(Records from a data source)
>>>>>

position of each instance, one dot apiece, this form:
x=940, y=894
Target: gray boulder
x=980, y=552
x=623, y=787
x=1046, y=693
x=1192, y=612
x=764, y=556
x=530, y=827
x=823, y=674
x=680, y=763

<<<<<

» **WRITTEN PROBLEM**: Rewrite the data above with "gray boulder" changed to "gray rock" wherever it appears, leaving everything else as it is.

» **EXERCISE OUTPUT**:
position of each instance, one dot apiece, this form:
x=940, y=894
Target: gray rock
x=980, y=552
x=623, y=787
x=1046, y=693
x=1192, y=612
x=764, y=556
x=530, y=827
x=823, y=674
x=680, y=763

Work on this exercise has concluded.